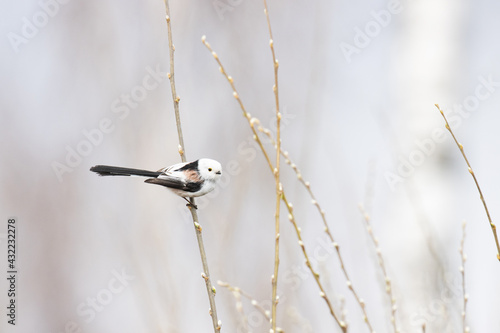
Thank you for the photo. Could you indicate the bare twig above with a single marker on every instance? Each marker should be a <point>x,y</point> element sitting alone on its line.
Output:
<point>493,227</point>
<point>307,185</point>
<point>279,188</point>
<point>238,292</point>
<point>206,275</point>
<point>388,285</point>
<point>253,122</point>
<point>463,258</point>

■ ■ ■ ■ ■ ■ ■

* **Work to be completed**:
Rewrite every line of the records above, requests included, raising each point coordinate in the answers by 109. Leave the pictures out.

* **Written answer**:
Thank you for the photo. Could you indicate the bare twig above with a single marker on every instance? Each marker should be a <point>x,y</point> element sitting alone on its line.
Output:
<point>602,336</point>
<point>416,294</point>
<point>388,297</point>
<point>347,401</point>
<point>315,384</point>
<point>497,394</point>
<point>362,231</point>
<point>572,367</point>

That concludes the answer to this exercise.